>> BEGIN DATA FOR PROCESSING

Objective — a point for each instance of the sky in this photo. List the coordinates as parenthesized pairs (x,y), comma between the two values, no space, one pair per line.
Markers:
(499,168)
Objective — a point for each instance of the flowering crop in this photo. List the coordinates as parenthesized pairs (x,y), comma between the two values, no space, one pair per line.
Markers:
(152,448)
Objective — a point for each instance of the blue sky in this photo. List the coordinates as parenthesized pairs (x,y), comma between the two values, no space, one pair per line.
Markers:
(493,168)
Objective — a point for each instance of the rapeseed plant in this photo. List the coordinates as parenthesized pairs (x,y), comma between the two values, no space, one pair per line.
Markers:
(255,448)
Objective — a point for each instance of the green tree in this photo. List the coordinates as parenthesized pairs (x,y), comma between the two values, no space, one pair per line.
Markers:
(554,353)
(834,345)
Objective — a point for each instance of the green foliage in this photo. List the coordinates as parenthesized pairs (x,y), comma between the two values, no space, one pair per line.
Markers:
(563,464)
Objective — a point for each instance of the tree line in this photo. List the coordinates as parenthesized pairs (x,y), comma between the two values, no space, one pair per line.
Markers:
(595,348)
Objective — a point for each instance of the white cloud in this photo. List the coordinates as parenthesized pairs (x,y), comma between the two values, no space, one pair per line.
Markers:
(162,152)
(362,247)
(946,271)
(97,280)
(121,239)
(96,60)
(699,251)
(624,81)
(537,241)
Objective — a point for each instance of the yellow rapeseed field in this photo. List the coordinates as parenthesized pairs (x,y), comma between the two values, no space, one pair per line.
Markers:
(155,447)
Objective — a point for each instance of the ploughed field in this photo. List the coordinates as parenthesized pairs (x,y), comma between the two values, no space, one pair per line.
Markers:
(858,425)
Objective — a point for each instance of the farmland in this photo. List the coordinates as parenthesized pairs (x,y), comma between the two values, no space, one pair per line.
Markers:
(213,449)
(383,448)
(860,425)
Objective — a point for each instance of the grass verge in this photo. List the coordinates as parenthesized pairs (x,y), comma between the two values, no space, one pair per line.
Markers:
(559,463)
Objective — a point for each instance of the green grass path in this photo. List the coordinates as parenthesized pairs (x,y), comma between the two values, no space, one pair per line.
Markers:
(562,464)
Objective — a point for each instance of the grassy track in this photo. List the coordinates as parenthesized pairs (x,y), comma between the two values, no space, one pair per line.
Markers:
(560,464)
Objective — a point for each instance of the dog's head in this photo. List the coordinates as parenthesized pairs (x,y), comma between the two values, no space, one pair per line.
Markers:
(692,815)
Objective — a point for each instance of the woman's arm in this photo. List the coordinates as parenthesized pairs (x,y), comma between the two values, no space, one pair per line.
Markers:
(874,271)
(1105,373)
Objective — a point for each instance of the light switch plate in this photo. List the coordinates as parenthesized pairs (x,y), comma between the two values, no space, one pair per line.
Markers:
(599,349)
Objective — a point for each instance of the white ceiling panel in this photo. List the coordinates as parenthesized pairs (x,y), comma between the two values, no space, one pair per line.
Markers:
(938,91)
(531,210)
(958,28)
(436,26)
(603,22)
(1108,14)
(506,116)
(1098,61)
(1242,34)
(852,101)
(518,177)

>> END DATA FOR PROCESSING

■ WHAT IS ASKED ■
Return every line of the records above without any change, from the first record through the last.

■ FINISHED TASK ■
Objective — a point for each instance of the sky in this photo. List the coordinates as parenthesized pairs (x,y), comma between the two values, no space, one pair per line.
Markers:
(499,168)
Objective — a point for each instance of the flowering crop in this photo. List the coordinates as parenthesized pairs (x,y), comma between the two values, no space, one pair per line.
Markers:
(152,448)
Objective — a point for each instance of the blue sky in this photo. List the coordinates as parenthesized pairs (x,y), comma between the two values, no space, one pair per line.
Markers:
(493,168)
Objective — a point for each instance of the rapeseed plant in this photo. List the coordinates as parenthesized pairs (x,y), comma between the two values, no space, one pair per line.
Markers:
(255,448)
Objective — a point for each instance of the green tree in this photo. List the coordinates as parenthesized pairs (x,y), comma between the two values, no space, one pair per line.
Markers:
(554,353)
(834,345)
Objective — a point for each instance of the green foliage in this photo. List the coordinates as parenthesized pairs (x,y), comma between the two values, no space, one pair per line.
Markers:
(563,464)
Objective — a point for each instance of the tree line in this photo. List the coordinates as parenthesized pairs (x,y), comma between the two values, no space, one pair per line.
Markers:
(595,348)
Objective — a point for each instance of the white cloud in this photo. List the coordinates as parenthesized pairs (x,y), comma between the two values, no space, one pair per line.
Markers:
(162,152)
(362,247)
(946,271)
(97,280)
(121,239)
(96,60)
(699,251)
(624,81)
(537,241)
Objective — a point for each instance of the yellow rapeseed field in this photo. List the coordinates as parenthesized pairs (x,y), comma between the two values, no space, one pair per line.
Markers:
(155,447)
Objective — a point for each instance of the ploughed field in this photo. List the coordinates as parenthesized pairs (x,y), comma between the two values, no space, one pair per line.
Markers:
(858,425)
Objective — a point for each instance of the farmland in this photo. List the coordinates as parenthesized pairs (x,y), comma between the two values, no space, one pair per line.
Markers:
(213,449)
(383,448)
(860,425)
Objective — a point for each instance of the grass verge in this photo. List the coordinates as parenthesized pairs (x,y), comma between the two values, no space, one pair per line.
Markers:
(559,463)
Objective — a point for each instance of the green grass path in this photo. List the coordinates as parenthesized pairs (x,y), comma between the two values, no space, one pair per line.
Markers:
(562,464)
Objective — a point for each instance of the grassy track in this photo. List the coordinates as parenthesized pairs (x,y), comma between the two values, no space, one pair per line.
Markers:
(560,464)
Objective — a point for each instance of the dog's head in this photo. List the coordinates as parenthesized pairs (x,y), comma between the two values, no space, one pair per line.
Markers:
(692,815)
Objective — a point for each instance of the woman's arm in this photo. List the coordinates as parenthesized pairs (x,y), comma between the two values, no space, one pair per line.
Markers:
(874,271)
(1105,373)
Objective — a point for each instance of the light switch plate in this photo. List the coordinates as parenthesized pairs (x,y), comma between the two values, no space, one pair per line.
Markers:
(599,349)
Objective — a point for each instance of the white ceiling panel in this photo. List the coordinates as parenthesized pairs (x,y), comma between the two values, no space, one pair per line.
Markers:
(938,91)
(531,210)
(958,28)
(436,26)
(603,22)
(1108,14)
(506,116)
(1098,61)
(1242,34)
(852,101)
(518,177)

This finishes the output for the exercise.